• OBJECTIVE: Give back exactly the lines from the one containing "Task: annotate the hat" through the end of the records, including both, and no others.

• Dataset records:
::::
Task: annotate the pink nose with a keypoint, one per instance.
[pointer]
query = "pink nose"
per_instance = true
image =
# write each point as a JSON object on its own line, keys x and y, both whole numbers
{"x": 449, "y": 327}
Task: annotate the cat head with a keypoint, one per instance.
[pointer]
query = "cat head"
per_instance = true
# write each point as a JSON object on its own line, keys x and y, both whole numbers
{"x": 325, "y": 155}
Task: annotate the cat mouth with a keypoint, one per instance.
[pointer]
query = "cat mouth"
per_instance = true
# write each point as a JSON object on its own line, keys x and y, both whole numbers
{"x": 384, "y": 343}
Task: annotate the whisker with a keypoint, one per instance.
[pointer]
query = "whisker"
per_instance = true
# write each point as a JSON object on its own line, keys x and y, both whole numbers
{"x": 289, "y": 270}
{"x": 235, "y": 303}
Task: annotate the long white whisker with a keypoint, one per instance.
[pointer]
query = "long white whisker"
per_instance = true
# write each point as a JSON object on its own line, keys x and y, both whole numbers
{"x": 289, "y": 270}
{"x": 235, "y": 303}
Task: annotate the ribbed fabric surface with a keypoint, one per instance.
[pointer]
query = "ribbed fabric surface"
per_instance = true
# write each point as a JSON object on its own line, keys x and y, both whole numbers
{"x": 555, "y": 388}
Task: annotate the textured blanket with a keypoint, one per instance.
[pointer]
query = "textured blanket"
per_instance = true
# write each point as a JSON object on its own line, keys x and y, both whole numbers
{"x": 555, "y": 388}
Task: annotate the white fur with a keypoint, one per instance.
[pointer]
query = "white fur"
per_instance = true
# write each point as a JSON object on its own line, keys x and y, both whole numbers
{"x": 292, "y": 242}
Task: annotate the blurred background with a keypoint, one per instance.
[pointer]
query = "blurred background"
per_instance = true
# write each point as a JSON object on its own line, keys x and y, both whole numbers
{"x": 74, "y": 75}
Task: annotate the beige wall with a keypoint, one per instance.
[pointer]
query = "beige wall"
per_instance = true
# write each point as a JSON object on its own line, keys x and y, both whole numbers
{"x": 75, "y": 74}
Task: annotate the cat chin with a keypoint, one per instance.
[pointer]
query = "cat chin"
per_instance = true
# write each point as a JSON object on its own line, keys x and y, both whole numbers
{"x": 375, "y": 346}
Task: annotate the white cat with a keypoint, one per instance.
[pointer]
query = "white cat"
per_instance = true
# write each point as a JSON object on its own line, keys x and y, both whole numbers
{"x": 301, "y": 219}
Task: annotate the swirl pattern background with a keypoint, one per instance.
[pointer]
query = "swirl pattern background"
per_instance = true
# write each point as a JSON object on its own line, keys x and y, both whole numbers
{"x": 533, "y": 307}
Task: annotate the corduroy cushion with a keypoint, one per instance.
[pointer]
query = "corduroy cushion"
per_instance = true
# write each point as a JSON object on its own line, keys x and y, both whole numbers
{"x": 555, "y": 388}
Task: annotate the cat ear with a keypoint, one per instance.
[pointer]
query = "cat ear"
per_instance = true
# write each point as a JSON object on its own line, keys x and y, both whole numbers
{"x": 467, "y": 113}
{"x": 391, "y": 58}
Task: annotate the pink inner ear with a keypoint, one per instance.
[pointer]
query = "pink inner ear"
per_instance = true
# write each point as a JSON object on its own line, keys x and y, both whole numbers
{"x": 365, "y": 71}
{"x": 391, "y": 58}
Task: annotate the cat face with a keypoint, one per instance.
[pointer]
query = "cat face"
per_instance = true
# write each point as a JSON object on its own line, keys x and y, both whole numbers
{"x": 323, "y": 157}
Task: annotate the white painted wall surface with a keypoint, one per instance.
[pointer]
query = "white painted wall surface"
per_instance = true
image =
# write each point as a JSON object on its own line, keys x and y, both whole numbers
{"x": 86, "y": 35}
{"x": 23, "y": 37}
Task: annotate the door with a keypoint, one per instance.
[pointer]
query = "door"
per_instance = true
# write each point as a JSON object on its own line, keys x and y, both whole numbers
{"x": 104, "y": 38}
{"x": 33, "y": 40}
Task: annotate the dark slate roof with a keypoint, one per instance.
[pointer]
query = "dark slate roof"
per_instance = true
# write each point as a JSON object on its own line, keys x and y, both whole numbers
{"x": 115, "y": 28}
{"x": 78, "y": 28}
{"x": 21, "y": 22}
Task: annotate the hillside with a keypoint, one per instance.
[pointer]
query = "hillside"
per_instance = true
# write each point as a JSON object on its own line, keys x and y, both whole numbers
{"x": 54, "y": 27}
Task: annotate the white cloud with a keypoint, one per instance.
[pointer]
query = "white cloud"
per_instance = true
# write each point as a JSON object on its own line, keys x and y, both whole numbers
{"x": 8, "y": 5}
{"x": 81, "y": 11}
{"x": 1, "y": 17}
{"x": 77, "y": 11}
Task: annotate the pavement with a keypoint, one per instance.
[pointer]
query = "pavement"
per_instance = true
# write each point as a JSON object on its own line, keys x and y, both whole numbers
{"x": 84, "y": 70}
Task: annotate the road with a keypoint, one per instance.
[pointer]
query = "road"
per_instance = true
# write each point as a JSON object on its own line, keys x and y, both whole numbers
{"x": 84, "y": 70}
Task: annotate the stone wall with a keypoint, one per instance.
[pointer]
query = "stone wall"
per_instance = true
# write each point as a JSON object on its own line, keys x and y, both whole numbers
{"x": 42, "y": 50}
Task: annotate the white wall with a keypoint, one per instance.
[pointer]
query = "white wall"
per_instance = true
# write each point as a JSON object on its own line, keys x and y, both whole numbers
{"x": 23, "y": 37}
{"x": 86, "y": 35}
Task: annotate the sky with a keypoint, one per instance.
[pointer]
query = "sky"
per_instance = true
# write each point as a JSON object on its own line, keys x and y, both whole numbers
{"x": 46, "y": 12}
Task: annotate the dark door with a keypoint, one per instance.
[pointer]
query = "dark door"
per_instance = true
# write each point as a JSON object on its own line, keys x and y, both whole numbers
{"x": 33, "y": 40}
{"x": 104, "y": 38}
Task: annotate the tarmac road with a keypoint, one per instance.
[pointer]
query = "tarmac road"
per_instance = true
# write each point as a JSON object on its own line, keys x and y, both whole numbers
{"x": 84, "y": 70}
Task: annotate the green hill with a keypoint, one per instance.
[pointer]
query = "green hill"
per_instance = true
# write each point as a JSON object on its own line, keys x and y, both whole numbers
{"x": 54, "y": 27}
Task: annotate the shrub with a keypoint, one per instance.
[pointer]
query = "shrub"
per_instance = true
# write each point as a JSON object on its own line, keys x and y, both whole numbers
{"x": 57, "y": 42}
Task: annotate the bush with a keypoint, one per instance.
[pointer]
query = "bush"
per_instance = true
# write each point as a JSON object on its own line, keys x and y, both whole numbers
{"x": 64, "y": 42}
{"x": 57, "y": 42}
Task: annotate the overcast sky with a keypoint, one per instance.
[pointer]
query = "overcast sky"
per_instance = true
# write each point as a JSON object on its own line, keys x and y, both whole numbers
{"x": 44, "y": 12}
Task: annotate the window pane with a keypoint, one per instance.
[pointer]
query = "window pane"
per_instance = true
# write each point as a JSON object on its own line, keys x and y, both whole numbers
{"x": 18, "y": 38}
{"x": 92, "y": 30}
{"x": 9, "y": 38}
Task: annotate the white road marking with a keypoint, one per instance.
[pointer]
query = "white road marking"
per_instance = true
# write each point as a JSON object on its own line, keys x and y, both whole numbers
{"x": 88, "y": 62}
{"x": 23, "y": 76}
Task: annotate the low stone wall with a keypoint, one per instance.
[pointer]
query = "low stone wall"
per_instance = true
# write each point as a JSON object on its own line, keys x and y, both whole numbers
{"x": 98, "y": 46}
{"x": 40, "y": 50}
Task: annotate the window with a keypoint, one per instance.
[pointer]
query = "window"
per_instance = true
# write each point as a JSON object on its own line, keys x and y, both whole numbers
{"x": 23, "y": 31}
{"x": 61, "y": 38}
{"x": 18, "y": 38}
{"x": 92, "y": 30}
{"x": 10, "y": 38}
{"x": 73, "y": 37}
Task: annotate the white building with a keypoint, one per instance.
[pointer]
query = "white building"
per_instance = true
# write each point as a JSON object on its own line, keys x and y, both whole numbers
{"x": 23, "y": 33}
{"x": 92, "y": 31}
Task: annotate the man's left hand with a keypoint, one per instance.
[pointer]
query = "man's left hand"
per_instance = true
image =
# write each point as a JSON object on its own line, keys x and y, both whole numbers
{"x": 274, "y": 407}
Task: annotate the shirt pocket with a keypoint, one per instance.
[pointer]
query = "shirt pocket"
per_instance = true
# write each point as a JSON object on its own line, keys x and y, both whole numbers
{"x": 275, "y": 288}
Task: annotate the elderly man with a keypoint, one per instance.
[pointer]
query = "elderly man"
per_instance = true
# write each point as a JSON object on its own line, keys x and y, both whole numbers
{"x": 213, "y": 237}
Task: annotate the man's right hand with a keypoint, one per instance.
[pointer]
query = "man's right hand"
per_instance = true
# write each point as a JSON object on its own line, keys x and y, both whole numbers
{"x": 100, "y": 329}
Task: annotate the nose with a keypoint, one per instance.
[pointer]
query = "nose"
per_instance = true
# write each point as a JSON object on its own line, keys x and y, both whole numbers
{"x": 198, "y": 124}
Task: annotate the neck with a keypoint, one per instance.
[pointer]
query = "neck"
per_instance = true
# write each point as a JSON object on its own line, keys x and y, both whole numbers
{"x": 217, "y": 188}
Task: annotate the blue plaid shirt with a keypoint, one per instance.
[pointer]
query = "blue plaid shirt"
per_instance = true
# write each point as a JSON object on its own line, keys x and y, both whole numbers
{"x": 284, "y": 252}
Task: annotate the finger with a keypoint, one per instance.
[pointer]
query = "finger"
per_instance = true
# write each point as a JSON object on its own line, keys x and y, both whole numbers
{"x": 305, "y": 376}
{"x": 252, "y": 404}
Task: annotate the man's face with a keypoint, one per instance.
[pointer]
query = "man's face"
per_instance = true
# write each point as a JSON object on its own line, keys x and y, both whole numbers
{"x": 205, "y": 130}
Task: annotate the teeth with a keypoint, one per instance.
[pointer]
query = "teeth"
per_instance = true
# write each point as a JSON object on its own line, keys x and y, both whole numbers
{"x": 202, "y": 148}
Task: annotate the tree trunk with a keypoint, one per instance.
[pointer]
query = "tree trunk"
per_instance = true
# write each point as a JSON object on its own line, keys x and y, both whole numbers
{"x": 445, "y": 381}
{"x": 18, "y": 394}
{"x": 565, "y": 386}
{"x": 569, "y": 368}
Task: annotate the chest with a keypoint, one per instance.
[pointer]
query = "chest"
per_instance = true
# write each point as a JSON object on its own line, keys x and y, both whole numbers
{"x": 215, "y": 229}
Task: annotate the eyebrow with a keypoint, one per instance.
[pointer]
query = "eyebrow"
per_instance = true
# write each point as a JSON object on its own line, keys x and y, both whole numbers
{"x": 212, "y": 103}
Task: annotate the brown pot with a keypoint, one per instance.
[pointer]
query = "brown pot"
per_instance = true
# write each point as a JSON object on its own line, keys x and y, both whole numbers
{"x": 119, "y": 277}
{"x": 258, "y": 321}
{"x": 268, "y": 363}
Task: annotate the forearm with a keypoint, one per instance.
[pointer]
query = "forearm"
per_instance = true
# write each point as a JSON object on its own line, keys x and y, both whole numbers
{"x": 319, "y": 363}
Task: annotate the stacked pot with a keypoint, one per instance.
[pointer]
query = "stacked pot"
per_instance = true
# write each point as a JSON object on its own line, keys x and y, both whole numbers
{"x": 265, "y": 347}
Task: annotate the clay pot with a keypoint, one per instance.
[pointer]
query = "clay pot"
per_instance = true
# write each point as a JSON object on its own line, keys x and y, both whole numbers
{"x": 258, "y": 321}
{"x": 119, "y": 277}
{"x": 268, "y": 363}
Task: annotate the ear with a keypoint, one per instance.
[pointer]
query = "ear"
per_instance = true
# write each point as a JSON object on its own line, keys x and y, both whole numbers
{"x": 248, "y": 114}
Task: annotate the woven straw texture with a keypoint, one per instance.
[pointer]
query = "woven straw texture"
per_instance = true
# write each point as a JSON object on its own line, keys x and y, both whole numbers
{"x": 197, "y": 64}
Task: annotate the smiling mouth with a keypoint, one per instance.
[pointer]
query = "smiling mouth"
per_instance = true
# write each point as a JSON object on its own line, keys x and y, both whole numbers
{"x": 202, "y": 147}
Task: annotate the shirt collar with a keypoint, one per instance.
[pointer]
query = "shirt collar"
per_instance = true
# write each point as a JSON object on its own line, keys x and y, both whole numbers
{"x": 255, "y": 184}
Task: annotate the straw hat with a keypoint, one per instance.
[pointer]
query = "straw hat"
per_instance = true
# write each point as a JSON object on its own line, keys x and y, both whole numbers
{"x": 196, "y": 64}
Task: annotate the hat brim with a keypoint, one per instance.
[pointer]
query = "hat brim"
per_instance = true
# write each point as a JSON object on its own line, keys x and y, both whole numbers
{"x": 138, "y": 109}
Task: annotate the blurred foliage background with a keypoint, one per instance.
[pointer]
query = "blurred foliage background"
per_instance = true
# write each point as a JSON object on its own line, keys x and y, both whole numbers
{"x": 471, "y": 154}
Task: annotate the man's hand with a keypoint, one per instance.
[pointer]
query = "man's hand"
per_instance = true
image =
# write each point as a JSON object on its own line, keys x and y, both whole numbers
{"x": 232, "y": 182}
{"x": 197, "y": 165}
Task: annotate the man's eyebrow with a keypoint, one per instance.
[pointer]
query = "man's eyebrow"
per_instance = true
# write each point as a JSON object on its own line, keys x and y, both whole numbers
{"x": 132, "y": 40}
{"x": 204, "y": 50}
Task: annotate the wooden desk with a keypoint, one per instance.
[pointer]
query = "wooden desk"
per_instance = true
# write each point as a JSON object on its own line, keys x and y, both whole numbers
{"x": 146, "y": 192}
::::
• COMPLETE OUTPUT:
Task: annotate the hat brim with a keypoint, one per instance.
[pointer]
query = "hat brim"
per_instance = true
# write each point as a JSON object on its own line, keys x and y, both whole numbers
{"x": 138, "y": 109}
Task: annotate the blurred foliage background with a keypoint, one per instance.
[pointer]
query = "blurred foliage background"
per_instance = true
# write each point as a JSON object on its own line, keys x and y, both whole numbers
{"x": 471, "y": 154}
Task: annotate the man's hand with a keypoint, one per instance.
[pointer]
query = "man's hand"
per_instance = true
image =
# write each point as a JSON object on its own line, keys x and y, both whole numbers
{"x": 232, "y": 182}
{"x": 197, "y": 165}
Task: annotate the man's eyebrow with a keypoint, one per instance.
[pointer]
query = "man's eyebrow"
per_instance = true
# write each point as a JSON object on its own line, keys x and y, both whole numbers
{"x": 132, "y": 40}
{"x": 204, "y": 50}
Task: annotate the wooden desk with a keypoint, one per instance.
[pointer]
query = "wooden desk"
per_instance = true
# write each point as a JSON object on its own line, keys x and y, both whole numbers
{"x": 146, "y": 192}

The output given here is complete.